- _SET TASK_: Quote all of the entries word for word.

Object pointing dataset rows:

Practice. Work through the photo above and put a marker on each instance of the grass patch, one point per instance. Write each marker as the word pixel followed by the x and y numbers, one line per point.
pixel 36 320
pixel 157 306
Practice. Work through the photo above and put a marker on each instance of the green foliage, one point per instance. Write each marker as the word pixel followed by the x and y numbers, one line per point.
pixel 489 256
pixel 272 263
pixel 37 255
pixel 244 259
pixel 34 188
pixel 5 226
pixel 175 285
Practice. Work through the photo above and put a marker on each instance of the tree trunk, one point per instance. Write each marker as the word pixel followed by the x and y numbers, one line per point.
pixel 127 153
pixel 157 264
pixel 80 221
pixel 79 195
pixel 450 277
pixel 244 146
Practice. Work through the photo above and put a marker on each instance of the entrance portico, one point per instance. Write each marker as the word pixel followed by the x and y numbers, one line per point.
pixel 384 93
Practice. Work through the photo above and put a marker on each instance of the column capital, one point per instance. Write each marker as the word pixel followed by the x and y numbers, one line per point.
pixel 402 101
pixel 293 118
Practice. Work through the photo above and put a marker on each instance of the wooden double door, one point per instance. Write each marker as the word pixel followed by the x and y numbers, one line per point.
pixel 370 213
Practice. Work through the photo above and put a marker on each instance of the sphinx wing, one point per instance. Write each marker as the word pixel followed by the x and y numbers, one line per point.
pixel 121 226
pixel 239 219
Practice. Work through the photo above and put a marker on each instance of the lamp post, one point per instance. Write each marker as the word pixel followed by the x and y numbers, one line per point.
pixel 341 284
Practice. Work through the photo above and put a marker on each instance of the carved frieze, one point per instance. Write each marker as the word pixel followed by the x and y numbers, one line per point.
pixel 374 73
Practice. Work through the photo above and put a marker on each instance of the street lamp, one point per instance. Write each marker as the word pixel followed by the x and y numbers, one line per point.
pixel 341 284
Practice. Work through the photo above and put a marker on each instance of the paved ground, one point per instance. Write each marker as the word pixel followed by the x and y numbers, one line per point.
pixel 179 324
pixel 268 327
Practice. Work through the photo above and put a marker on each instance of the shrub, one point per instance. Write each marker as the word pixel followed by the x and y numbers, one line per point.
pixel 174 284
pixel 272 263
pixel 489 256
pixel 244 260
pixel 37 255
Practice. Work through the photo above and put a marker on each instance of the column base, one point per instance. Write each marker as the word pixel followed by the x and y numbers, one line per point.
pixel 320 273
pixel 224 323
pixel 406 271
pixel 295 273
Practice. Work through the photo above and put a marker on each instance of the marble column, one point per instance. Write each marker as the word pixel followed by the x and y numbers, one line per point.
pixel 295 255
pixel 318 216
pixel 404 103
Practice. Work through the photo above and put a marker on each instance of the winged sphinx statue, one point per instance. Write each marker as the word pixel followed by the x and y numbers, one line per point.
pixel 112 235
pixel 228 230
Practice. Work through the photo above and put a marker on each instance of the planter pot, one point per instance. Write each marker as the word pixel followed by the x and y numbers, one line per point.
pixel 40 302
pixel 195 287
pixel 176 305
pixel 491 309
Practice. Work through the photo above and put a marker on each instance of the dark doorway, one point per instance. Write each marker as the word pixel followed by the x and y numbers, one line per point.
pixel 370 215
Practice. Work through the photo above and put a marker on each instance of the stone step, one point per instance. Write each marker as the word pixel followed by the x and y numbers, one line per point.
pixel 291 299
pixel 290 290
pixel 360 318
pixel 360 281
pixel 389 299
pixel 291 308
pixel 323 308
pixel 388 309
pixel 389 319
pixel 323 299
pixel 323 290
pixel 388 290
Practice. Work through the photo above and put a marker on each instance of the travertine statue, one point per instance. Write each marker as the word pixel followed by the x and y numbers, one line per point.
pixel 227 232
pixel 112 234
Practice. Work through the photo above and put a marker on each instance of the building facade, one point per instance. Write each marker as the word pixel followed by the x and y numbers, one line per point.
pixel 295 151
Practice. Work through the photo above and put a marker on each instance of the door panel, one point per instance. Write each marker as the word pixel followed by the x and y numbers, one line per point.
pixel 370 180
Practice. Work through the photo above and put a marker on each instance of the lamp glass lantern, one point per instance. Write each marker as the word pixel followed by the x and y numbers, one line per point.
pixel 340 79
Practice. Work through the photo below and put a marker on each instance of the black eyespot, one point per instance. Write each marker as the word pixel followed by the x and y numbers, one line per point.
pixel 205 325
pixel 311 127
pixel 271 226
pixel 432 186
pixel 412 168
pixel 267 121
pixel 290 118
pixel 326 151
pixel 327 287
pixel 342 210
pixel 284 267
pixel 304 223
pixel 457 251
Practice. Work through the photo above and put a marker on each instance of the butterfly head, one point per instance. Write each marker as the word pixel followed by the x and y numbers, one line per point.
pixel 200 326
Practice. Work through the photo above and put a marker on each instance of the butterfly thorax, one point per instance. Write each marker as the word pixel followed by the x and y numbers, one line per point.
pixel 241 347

- _ANSWER FOR THIS EXERCISE_:
Practice. Work through the photo above and put a marker on each instance of the grass patch, one point per instance. Write each marker as the word pixel followed by the x and y numbers, one line per point.
pixel 36 320
pixel 157 306
Practice. Work through the photo above and put a marker on each instance of the green foliage, one point per instance. Write each marker as the word pixel followed by the x and y numbers, one line per point.
pixel 489 256
pixel 272 263
pixel 37 255
pixel 244 259
pixel 34 188
pixel 5 226
pixel 175 285
Practice. Work through the photo above and put a marker on each instance of the tree trunk, one point per instance. Write each marker as the word pixel followed by the x and y numbers, one line per point.
pixel 127 153
pixel 157 264
pixel 80 221
pixel 79 195
pixel 450 277
pixel 244 146
Practice. Work through the photo above and put a marker on each instance of the entrance portico, one point per instance. Write each marker as the word pixel followed by the x and y numbers, one line per point.
pixel 384 93
Practice. Work through the photo above and put a marker on each instance of the column capital, one point per instance. Write each marker as the word pixel followed by the x and y numbers, one line per point.
pixel 402 101
pixel 293 118
Practice. Work through the photo above and put a marker on each instance of the wooden double door, one point per instance. Write each marker as the word pixel followed by the x and y numbers, one line per point.
pixel 370 213
Practice. Work through the photo above and put a marker on each instance of the sphinx wing, one point per instance. Write each marker as the word pixel followed by the x and y numbers, one line per point.
pixel 121 226
pixel 239 219
Practice. Work through the photo above and put a marker on each instance of the lamp post, one point per instance. Write each marker as the word pixel followed by the x and y numbers, one line per point.
pixel 341 284
Practice. Work through the photo above and put a marker on each instance of the carved frieze, one point per instance. Write each marker as the word pixel followed by the x and y numbers, one line per point.
pixel 374 73
Practice. Work through the photo above and put a marker on each instance of the street lamp, one point per instance. Write each marker as the word pixel followed by the x and y numbers, one line per point.
pixel 341 284
Practice. Work through the photo above and put a marker on each instance of the paved ground, one point per instance. Write each marker as the word pixel followed by the x and y numbers, one line per point.
pixel 179 324
pixel 268 327
Practice. Work through the photo above and put a marker on each instance of the shrub, one point per instance. Write each marker as the word pixel followed by the x and y numbers, one line per point.
pixel 174 284
pixel 272 263
pixel 489 256
pixel 244 260
pixel 37 255
Practice. Work through the photo above and put a marker on each instance of the column base, one point per instance. Write each marker as the word pixel followed by the x and y numbers, one line per point.
pixel 320 273
pixel 224 323
pixel 406 271
pixel 295 273
Practice. Work through the photo above and put a marker on each instance of the marble column, one point per instance. Write each marker as the word pixel followed by the x and y numbers, one line per point.
pixel 295 255
pixel 318 216
pixel 404 103
Practice. Work through the photo above and put a marker on each instance of the winged sphinx statue, one point per instance. Write each marker as the word pixel followed by the x and y numbers, one line per point.
pixel 112 235
pixel 228 230
Practice. Work through the photo above and put a marker on each instance of the planter pot, one point per instance. Write each marker as the word pixel followed by the x and y numbers, one line per point.
pixel 40 302
pixel 195 287
pixel 176 305
pixel 491 309
Practice. Work through the photo above and put a marker on each instance of the dark doorway, one point per instance. Write each marker as the word pixel followed by the x and y numbers, one line per point.
pixel 370 215
Practice. Work through the photo above and put a marker on each instance of the stone step, one point per instance. Write each marker as the word pixel followed by the x and y numbers, one line per point.
pixel 291 299
pixel 290 290
pixel 360 318
pixel 360 281
pixel 389 299
pixel 291 308
pixel 323 308
pixel 388 309
pixel 389 319
pixel 323 299
pixel 323 290
pixel 388 290
Practice. Work through the photo above and put a marker on each instance of the travertine statue, one point per instance. Write each marker as the word pixel followed by the x and y numbers, one line per point.
pixel 227 232
pixel 112 234
Practice. Work through the photo above and put a marker on each instance of the building facade, one point per instance. Write each marker as the word pixel followed by the x and y numbers, one line per point.
pixel 295 151
Practice. Work through the photo above and put a marker on each instance of the door panel, one point per instance. Write each marker as the word pixel followed by the x and y numbers, one line per point.
pixel 370 180
Practice. Work through the photo above and put a marker on each instance of the lamp glass lantern, one point per instance. Write each marker as the word pixel followed by the x and y numbers, one line per point.
pixel 340 79
Practice. Work through the photo below and put a marker on each instance of the black eyespot, one point per instance. Write each marker as the word pixel followed by the x and y numbers, one line per point.
pixel 205 325
pixel 311 127
pixel 271 226
pixel 432 186
pixel 412 168
pixel 267 121
pixel 290 118
pixel 326 151
pixel 327 287
pixel 342 210
pixel 284 267
pixel 304 223
pixel 457 251
Practice. Work through the photo above and put a marker on each instance of the butterfly head, one point per instance. Write each marker as the word pixel followed by the x and y numbers, one line per point.
pixel 200 326
Practice. Work through the photo above and put a marker on each instance of the butterfly thorax, one point per instance. Write each marker as the word pixel followed by the x and y numbers, one line per point.
pixel 241 347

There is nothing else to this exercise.